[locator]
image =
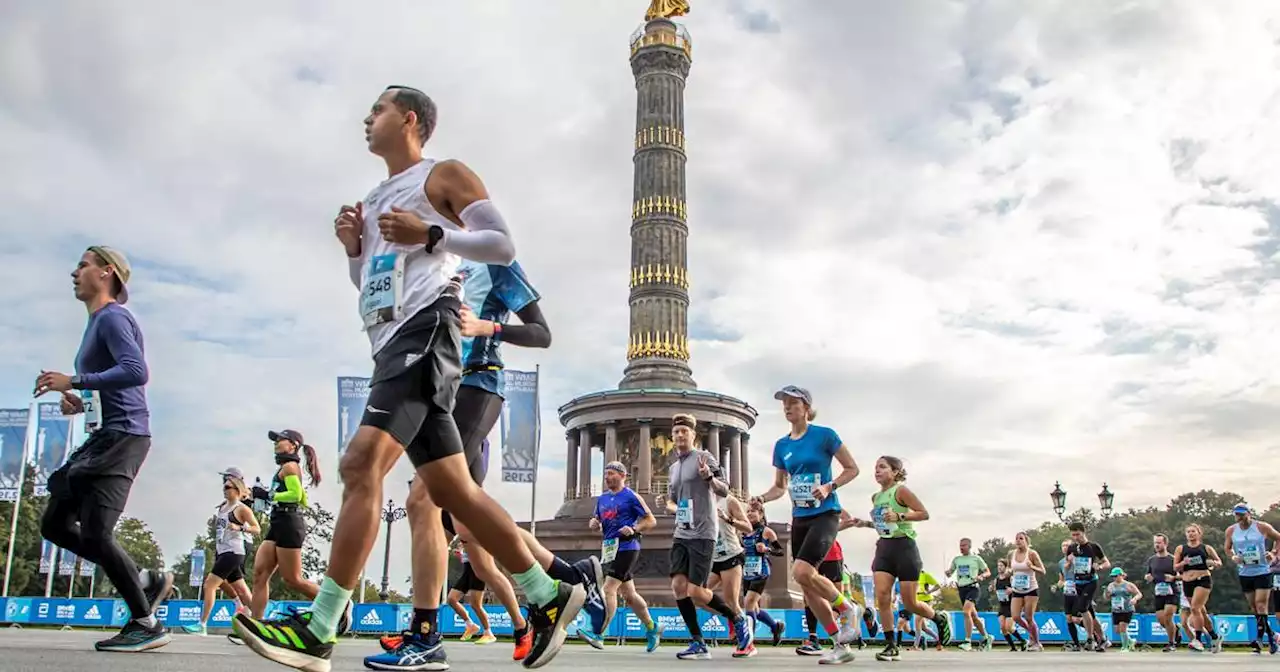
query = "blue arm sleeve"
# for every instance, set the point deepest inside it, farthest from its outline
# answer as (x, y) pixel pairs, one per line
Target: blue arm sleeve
(131, 369)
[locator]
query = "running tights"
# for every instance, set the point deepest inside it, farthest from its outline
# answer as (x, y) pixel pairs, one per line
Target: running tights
(87, 530)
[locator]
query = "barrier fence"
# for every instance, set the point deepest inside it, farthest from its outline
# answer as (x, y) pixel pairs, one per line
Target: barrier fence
(373, 618)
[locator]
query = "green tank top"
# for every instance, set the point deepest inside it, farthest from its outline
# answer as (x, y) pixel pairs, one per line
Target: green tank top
(883, 502)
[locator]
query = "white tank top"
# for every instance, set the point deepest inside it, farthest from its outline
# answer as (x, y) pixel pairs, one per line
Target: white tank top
(228, 540)
(423, 278)
(1023, 579)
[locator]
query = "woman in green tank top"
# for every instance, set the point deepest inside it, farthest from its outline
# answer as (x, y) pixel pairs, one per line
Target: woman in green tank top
(895, 511)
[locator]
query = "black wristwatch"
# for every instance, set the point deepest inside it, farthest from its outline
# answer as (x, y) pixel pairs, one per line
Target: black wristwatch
(434, 234)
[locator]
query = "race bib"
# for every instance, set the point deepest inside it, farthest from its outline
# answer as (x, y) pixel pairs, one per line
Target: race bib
(382, 295)
(801, 490)
(92, 410)
(685, 513)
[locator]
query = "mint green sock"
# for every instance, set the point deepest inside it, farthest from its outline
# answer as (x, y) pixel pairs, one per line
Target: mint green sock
(327, 609)
(540, 588)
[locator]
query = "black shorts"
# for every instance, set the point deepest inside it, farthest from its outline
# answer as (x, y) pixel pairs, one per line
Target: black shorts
(415, 384)
(622, 565)
(467, 580)
(288, 528)
(897, 557)
(1249, 584)
(812, 536)
(726, 565)
(691, 558)
(1083, 599)
(229, 567)
(100, 474)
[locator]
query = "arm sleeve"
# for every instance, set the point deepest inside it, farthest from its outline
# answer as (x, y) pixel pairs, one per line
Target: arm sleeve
(131, 369)
(485, 238)
(292, 493)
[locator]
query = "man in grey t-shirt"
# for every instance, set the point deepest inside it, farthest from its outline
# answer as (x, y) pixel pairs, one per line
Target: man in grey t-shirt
(694, 483)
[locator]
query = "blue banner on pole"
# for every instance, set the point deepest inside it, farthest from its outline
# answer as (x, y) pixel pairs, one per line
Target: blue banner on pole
(520, 426)
(53, 443)
(13, 451)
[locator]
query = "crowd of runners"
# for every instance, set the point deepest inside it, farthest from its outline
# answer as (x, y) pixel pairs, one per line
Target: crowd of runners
(434, 263)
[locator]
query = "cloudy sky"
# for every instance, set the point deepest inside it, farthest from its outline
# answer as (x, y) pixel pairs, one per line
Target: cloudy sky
(1009, 242)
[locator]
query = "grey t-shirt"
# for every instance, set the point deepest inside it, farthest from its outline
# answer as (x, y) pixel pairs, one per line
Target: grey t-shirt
(695, 502)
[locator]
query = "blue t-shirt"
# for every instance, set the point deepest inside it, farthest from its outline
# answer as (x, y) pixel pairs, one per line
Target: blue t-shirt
(493, 293)
(110, 361)
(618, 511)
(808, 461)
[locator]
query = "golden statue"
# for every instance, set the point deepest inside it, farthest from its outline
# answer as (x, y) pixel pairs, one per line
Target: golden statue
(666, 9)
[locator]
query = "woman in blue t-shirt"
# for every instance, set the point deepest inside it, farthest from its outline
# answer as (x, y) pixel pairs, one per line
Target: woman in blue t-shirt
(801, 462)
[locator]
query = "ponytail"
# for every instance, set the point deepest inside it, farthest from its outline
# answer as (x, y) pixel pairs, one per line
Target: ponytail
(312, 464)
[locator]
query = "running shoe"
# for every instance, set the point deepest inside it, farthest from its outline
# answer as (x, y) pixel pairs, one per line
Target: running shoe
(696, 650)
(415, 652)
(837, 656)
(287, 640)
(135, 638)
(548, 622)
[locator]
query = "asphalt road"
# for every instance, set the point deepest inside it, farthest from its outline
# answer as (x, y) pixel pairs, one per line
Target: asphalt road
(44, 650)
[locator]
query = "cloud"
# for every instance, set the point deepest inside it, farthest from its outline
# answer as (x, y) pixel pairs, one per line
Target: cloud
(1009, 245)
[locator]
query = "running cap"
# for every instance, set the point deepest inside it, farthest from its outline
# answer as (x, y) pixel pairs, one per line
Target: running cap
(288, 434)
(117, 260)
(794, 392)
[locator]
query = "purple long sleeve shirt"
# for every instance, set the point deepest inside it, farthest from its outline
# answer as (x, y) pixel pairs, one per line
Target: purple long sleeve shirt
(112, 362)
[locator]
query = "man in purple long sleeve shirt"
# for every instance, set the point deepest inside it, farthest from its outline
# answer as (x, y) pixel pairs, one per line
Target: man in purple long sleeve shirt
(88, 493)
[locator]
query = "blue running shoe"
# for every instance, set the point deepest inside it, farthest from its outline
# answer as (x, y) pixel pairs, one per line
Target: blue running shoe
(415, 652)
(696, 650)
(653, 638)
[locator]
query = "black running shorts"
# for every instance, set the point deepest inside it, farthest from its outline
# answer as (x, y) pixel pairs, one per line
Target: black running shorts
(812, 536)
(415, 383)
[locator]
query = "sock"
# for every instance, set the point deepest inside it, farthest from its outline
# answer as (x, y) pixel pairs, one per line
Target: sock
(327, 609)
(763, 616)
(690, 615)
(540, 588)
(721, 607)
(425, 621)
(563, 571)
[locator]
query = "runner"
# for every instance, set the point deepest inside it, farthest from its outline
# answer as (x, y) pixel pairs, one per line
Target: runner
(90, 490)
(760, 544)
(1247, 545)
(1194, 561)
(727, 560)
(801, 462)
(969, 571)
(1024, 563)
(894, 515)
(403, 257)
(232, 521)
(1162, 576)
(694, 483)
(1123, 595)
(622, 516)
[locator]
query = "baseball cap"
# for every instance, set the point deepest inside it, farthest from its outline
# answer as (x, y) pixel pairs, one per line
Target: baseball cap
(791, 391)
(286, 434)
(117, 260)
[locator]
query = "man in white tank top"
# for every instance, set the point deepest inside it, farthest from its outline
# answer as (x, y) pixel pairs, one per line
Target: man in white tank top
(402, 243)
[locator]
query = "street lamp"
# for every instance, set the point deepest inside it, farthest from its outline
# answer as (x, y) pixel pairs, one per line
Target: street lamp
(391, 513)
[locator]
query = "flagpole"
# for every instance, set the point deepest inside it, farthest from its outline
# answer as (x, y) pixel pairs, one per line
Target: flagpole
(17, 503)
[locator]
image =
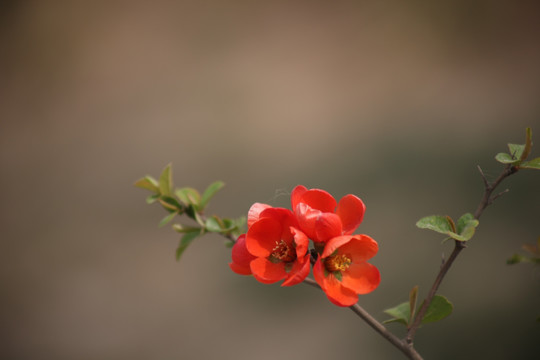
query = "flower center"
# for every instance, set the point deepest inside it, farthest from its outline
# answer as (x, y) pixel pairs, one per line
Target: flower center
(339, 262)
(283, 252)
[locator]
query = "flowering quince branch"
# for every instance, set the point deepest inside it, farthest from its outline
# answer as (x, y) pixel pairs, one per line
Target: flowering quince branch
(316, 235)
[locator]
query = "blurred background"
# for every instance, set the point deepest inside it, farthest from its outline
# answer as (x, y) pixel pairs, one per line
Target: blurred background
(396, 102)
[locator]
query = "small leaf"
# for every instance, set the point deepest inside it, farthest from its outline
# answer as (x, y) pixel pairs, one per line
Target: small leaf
(516, 151)
(532, 164)
(466, 226)
(210, 191)
(170, 203)
(212, 224)
(413, 295)
(504, 158)
(165, 181)
(189, 196)
(185, 229)
(400, 314)
(148, 183)
(436, 223)
(439, 308)
(152, 198)
(528, 144)
(185, 241)
(167, 219)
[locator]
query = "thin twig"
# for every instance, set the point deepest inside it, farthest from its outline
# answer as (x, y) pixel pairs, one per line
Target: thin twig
(405, 348)
(487, 200)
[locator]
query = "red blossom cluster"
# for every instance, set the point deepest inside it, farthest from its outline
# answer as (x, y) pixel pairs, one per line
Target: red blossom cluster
(276, 245)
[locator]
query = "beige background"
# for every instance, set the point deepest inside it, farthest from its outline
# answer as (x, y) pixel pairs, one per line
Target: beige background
(394, 101)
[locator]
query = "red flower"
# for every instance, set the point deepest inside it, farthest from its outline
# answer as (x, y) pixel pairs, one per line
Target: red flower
(241, 258)
(281, 250)
(320, 219)
(342, 270)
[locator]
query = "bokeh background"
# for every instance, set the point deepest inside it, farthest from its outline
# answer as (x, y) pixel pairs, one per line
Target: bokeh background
(394, 101)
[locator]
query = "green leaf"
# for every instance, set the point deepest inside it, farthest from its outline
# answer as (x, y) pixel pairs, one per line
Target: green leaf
(167, 219)
(152, 198)
(413, 295)
(212, 224)
(439, 308)
(189, 196)
(532, 164)
(516, 151)
(445, 225)
(185, 229)
(504, 158)
(165, 181)
(528, 144)
(148, 183)
(436, 223)
(466, 226)
(170, 203)
(185, 241)
(210, 191)
(400, 314)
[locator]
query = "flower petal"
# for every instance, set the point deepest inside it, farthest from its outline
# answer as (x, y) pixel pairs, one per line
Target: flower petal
(255, 211)
(301, 241)
(299, 272)
(351, 212)
(319, 199)
(327, 226)
(266, 271)
(360, 248)
(262, 236)
(296, 195)
(335, 243)
(283, 216)
(241, 258)
(336, 293)
(361, 278)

◆ ◆ ◆ ◆

◆ SET TASK: Identify every line in the rows above that contains the string "road", and copy each one. Case counts.

◆ TASK RESPONSE:
query = "asphalt road"
Target: asphalt road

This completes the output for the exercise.